What to do:
1) In the review of McDowall's performance as Caesar, list the adjectives that come right after "where his father was confident and smug, Caesar is".
2) Rewrite the listing with every "Multiple" changed to "Several", leaving all other wording and lines unchanged.

The fourth thing should be no surprise if we've been paying attention all series: McDowall is wonderful as Caesar. He's playing a completely different role than his previous Cornelius, still drawing upon simian behavior but for other reasons and to other ends than before: Caesar is more unfomfortably situated between human and chimpanzee, and where his father was confident and smug, Caesar is questioning, nervous, alert. The result is an wonderfully tensed-up protagonist, and if we needed any proof that Conquest... was no dippy kids' movie, the slow-burning wrath described by McDowall's eyes alone would do it.

(Excerpts from a detection dataset)
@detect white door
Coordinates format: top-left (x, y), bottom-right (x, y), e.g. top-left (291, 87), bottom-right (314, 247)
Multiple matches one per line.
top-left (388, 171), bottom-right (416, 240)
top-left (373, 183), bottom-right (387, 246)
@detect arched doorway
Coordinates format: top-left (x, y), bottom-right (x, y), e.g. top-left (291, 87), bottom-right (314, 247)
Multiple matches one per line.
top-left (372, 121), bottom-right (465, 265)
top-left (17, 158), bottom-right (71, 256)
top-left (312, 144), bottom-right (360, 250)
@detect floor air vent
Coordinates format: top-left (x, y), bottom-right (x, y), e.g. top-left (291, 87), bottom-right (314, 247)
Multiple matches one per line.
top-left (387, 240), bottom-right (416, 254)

Solutions in order:
1) questioning, nervous, alert

2)
@detect white door
Coordinates format: top-left (x, y), bottom-right (x, y), e.g. top-left (291, 87), bottom-right (314, 247)
Several matches one per line.
top-left (388, 171), bottom-right (416, 240)
top-left (373, 183), bottom-right (387, 246)
@detect arched doorway
Coordinates format: top-left (x, y), bottom-right (x, y), e.g. top-left (291, 87), bottom-right (314, 247)
Several matches one per line.
top-left (372, 121), bottom-right (465, 265)
top-left (17, 158), bottom-right (71, 256)
top-left (312, 144), bottom-right (360, 250)
@detect floor air vent
Coordinates format: top-left (x, y), bottom-right (x, y), e.g. top-left (291, 87), bottom-right (314, 247)
Several matches one per line.
top-left (387, 240), bottom-right (416, 254)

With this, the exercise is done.